Supplied text:

★ ★ ★

COURT OF APPEAL OF THE STATE OF CALIFORNIA FOURTH APPELLATE DISTRICT DIVISION TWO
Feb 11, 2019
No. E068841 (Cal. Ct. App. Feb. 11, 2019)

Opinion

E068841

02-11-2019

THE PEOPLE, Plaintiff and Respondent, v. FRANK JOSEPH COVIN, Defendant and Appellant.

Gordon S. Brownell, under appointment by the Court of Appeal, for Defendant and Appellant. Xavier Becerra, Attorney General, Gerald A. Engler, Chief Assistant Attorney General, Julie L. Garland, Assistant Attorney General, Steve Oetting and Paige B. Hazard, Deputy Attorneys General, for Plaintiff and Respondent.


NOT TO BE PUBLISHED IN OFFICIAL REPORTS

California Rules of Court, rule 8.1115(a), prohibits courts and parties from citing or relying on opinions not certified for publication or ordered published, except as specified by rule 8.1115(b). This opinion has not been certified for publication or ordered published for purposes of rule 8.1115. (Super.Ct.No. FVI1501365) OPINION APPEAL from the Superior Court of San Bernardino County. Lisa Rogan, Judge. Affirmed in part; reversed in part with directions. Gordon S. Brownell, under appointment by the Court of Appeal, for Defendant and Appellant. Xavier Becerra, Attorney General, Gerald A. Engler, Chief Assistant Attorney General, Julie L. Garland, Assistant Attorney General, Steve Oetting and Paige B. Hazard, Deputy Attorneys General, for Plaintiff and Respondent.

On June 1, 2015, 22-year-old defendant and appellant Frank Joseph Covin was staying with his father, Prospare Landry, and his father's girlfriend, Laurel Roberts, in a house located in an unincorporated area of Barstow. Sometime the prior evening, defendant shot both Roberts and Landry in the back of their heads and left them to die in the pools of their blood while he watched television. When police arrived he hid and a standoff ensued until he voluntarily exited the home several hours later. Defendant was convicted of two counts of first degree murder, the special circumstance of multiple murder and two firearm enhancements.

Defendant makes the following claims on appeal, that (1) the imposition of two consecutive mandatory life without the possibility of parole sentences (LWOP) pursuant to Penal Code section 190, subdivision (a)(3), without consideration of his relevant individualized factors constituted cruel and unusual punishment under the Eighth Amendment.; and (2) the case should be remanded to the trial court for resentencing in light of Senate Bill No. 620 (SB 620), which amended section 12022.53 after the sentence was imposed in this case to allow for a trial court to dismiss a firearm enhancement within its discretion.

★ ★ ★

Annotated coordinate records:
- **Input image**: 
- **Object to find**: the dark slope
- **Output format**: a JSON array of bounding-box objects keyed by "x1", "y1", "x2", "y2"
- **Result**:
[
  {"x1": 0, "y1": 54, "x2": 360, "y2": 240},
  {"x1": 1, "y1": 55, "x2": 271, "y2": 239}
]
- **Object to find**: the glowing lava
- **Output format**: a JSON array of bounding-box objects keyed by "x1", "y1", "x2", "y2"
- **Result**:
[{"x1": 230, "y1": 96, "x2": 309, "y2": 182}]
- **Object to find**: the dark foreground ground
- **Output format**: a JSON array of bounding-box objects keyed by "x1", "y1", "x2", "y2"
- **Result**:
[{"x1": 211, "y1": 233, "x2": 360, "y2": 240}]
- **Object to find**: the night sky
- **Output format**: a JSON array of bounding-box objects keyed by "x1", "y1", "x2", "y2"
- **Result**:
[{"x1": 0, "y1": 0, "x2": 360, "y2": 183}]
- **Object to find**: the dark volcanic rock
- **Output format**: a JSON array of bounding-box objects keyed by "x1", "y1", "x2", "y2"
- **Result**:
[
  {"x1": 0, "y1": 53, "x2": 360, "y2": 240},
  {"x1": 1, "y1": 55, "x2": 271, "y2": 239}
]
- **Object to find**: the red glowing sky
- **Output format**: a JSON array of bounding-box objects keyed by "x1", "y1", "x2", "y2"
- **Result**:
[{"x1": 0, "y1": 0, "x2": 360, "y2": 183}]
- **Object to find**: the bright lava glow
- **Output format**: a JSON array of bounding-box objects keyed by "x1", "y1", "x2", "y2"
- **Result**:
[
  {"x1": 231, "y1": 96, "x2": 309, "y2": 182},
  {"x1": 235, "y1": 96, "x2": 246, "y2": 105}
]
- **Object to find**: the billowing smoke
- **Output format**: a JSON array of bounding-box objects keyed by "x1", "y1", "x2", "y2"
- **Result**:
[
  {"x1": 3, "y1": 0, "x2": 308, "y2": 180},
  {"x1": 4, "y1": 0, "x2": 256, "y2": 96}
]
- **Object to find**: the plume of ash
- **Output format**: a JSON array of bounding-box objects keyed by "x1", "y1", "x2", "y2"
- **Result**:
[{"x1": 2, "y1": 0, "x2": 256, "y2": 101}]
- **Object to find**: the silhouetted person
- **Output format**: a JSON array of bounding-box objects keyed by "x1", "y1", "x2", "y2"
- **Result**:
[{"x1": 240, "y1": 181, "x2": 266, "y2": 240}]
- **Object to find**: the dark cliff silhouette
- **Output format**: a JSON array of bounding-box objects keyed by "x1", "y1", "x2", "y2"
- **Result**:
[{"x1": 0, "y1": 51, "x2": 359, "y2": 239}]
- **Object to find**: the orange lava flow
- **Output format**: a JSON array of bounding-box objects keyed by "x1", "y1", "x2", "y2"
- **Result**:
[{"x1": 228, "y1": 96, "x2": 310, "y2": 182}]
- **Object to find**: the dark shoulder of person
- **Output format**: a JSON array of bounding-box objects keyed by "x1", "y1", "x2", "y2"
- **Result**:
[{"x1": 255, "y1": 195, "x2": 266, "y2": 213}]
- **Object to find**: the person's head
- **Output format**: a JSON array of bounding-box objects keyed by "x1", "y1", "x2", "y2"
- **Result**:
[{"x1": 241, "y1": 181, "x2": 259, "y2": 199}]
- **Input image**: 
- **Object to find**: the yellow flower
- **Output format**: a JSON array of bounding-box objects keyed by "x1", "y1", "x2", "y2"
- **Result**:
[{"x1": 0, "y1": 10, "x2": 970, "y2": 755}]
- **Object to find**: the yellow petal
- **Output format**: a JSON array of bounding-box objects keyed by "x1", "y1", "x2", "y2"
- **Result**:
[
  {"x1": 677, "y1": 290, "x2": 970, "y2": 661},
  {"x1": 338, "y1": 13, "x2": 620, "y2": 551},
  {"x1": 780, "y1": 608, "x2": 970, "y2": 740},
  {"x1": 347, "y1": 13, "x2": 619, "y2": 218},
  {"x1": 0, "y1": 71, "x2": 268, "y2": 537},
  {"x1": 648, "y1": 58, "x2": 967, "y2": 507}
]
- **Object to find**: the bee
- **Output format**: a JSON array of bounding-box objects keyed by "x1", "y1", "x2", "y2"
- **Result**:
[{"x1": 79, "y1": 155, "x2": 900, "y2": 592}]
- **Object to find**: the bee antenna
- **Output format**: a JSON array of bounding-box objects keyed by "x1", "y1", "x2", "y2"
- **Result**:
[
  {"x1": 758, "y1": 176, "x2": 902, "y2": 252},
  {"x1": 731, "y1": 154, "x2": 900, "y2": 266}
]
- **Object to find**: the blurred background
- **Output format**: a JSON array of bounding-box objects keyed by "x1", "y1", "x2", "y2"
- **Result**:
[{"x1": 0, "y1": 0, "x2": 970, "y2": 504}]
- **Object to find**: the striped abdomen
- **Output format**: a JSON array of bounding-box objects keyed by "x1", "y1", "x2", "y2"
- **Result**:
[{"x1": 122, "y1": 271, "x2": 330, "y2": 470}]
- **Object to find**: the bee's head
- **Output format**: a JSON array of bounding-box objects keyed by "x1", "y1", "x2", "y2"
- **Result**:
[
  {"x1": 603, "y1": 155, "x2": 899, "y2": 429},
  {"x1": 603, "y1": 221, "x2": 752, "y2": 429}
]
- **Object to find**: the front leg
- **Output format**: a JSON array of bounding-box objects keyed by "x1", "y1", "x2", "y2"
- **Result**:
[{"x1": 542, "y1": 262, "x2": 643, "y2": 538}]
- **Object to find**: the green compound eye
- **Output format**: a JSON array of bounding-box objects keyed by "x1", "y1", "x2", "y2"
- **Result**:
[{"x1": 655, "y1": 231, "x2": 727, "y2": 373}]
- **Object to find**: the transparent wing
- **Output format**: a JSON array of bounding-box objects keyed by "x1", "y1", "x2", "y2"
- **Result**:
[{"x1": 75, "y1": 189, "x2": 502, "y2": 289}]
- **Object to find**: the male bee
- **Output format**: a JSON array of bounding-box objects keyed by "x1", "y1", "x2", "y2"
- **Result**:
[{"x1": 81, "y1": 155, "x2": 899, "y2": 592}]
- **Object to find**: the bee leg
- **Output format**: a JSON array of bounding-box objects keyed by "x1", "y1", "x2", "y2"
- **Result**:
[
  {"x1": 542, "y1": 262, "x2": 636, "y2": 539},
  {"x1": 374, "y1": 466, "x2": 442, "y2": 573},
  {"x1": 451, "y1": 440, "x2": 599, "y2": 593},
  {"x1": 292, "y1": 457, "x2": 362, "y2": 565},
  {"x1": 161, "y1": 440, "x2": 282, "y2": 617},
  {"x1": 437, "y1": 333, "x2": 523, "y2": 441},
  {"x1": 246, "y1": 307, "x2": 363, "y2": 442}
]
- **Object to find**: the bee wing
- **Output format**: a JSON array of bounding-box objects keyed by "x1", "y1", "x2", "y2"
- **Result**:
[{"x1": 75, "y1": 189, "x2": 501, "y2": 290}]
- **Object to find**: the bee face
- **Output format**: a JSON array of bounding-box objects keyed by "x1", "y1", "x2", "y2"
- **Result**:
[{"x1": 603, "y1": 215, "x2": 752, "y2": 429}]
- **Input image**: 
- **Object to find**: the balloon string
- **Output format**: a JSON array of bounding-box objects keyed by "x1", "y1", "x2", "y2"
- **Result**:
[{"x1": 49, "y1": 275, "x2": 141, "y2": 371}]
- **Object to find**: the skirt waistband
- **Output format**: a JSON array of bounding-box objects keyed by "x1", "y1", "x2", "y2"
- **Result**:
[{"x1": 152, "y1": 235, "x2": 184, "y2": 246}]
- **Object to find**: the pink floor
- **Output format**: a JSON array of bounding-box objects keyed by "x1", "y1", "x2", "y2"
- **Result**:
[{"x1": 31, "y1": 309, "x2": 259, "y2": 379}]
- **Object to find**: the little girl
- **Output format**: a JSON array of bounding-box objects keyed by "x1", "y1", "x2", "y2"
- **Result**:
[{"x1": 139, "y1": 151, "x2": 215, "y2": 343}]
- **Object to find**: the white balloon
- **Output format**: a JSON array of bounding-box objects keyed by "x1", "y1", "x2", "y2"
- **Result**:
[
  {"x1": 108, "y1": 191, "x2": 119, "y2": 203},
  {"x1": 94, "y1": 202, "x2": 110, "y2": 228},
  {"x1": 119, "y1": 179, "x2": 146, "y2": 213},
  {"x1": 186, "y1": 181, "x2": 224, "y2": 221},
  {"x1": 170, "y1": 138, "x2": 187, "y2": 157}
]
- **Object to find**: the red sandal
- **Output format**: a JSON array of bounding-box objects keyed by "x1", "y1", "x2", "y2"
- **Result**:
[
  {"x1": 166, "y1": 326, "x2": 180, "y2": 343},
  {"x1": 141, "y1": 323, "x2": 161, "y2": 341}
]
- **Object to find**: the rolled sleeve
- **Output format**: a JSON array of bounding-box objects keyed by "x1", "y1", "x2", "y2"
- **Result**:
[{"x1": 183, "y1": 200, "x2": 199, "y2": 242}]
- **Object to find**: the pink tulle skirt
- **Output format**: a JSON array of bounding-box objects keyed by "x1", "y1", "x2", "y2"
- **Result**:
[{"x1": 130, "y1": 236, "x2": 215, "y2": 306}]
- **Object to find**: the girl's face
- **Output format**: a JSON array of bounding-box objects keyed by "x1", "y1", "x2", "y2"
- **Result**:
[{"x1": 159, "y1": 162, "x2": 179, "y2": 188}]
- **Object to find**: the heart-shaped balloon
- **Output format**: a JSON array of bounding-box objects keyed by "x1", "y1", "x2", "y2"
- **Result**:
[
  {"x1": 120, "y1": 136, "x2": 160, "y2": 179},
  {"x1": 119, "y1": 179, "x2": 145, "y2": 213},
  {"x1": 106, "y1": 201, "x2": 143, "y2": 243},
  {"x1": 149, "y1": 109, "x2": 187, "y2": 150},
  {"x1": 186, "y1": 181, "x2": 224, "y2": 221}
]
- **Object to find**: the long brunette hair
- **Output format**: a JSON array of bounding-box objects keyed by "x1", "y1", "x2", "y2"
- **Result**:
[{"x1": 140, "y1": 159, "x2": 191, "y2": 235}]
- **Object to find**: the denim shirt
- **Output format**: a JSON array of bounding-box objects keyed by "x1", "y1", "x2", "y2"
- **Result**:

★ ★ ★

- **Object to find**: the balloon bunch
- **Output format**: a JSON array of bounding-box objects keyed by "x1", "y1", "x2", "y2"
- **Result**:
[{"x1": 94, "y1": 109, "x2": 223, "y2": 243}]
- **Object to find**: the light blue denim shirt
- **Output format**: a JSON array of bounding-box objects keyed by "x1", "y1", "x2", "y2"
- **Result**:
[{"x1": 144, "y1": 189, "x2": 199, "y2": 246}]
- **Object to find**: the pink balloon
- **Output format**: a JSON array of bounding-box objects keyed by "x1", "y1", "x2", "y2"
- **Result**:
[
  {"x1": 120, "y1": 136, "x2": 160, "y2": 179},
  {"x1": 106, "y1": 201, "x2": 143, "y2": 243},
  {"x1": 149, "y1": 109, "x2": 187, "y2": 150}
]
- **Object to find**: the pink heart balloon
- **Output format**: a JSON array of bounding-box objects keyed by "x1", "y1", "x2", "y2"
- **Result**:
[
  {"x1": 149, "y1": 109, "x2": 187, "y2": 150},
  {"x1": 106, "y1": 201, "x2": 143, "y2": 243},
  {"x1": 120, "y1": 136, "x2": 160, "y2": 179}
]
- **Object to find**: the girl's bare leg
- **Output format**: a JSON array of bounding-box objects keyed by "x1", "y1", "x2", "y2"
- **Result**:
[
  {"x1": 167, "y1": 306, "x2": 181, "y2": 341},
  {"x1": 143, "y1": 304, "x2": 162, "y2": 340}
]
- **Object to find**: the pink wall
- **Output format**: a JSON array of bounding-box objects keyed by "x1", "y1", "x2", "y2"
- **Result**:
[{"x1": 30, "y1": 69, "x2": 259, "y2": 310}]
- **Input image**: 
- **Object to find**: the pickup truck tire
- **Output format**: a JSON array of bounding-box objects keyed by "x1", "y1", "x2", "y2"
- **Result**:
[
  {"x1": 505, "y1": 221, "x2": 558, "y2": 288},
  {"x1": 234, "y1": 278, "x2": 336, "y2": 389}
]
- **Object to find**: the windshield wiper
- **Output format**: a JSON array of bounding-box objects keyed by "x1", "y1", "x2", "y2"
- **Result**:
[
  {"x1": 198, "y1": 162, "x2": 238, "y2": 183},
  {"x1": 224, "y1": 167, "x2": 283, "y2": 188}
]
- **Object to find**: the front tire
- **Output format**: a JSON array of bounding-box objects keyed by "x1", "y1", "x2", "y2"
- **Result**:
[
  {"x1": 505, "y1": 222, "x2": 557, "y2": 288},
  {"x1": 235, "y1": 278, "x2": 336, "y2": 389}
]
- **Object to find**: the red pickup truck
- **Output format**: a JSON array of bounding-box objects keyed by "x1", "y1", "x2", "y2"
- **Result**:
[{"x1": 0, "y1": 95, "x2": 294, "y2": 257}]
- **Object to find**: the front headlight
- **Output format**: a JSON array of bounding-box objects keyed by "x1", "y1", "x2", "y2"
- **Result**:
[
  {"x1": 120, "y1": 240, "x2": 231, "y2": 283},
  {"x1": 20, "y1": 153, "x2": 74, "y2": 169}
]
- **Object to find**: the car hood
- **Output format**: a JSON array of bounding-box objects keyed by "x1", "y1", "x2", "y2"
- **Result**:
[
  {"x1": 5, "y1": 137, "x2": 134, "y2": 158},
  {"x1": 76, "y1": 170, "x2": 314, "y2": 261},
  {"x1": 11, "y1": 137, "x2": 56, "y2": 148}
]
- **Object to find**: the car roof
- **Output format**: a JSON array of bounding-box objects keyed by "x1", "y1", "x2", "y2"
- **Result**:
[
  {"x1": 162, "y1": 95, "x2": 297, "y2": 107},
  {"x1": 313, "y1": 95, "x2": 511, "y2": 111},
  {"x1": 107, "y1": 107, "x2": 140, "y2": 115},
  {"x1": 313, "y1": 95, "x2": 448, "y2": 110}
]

★ ★ ★

Task instructions:
• a. Using the appellate opinion in People v. Covin, decide whether each statement agrees with it: (i) Covin was 22 years old on June 1, 2015; (ii) Covin left the home as soon as police arrived; (iii) the appeal came from the Superior Court of Riverside County. Give yes or no for each, with the deciding words of the opinion quoted.
• b. Name every attorney that the appellate opinion in People v. Covin lists as appearing for Plaintiff and Respondent.
• c. Resume the appellate opinion in People v. Covin, starting after its last sentence.

Responses per task:
• a.
(i) Yes: "22-year-old defendant and appellant Frank Joseph Covin"
(ii) No: "When police arrived he hid and a standoff ensued until he voluntarily exited the home several hours later."
(iii) No: "APPEAL from the Superior Court of San Bernardino County."

• b. Xavier Becerra, Gerald A. Engler, Julie L. Garland, Steve Oetting, Paige B. Hazard

• c.
All further statutory references are to the Penal Code unless otherwise indicated.

We will order remand to the trial court for it to exercise its discretion whether to strike or impose the firearm enhancements pursuant to section 12022.53, subdivision (h). We otherwise affirm the judgment.

FACTUAL AND PROCEDURAL HISTORY

A. PROCEDURAL HISTORY

Defendant was found guilty of the first degree murder of Landry and Roberts (§ 187, subd. (a)). The jury also found true for both counts that defendant personally used a firearm causing great bodily injury and death (§ 12022.53, subd. (d)).

Defendant was charged with having suffered two prior prison terms (§ 667.5, subd. (b)) but the People dismissed the allegations in the interests of justice.

Defendant's motion to strike the enhancement and/or punishment pursuant to section 190.2, subdivision (a)(3) was denied. The trial court sentenced defendant to 50 years to life for the two firearm enhancements followed by two consecutive LWOP terms.

B. FACTUAL HISTORY

Landry and Roberts lived together in Hinkley, an unincorporated area of Barstow. Hannah Raggio was Roberts's sister and they spoke daily on the telephone or Raggio would go their house. Defendant, who was Landry's son, stayed with them on occasion.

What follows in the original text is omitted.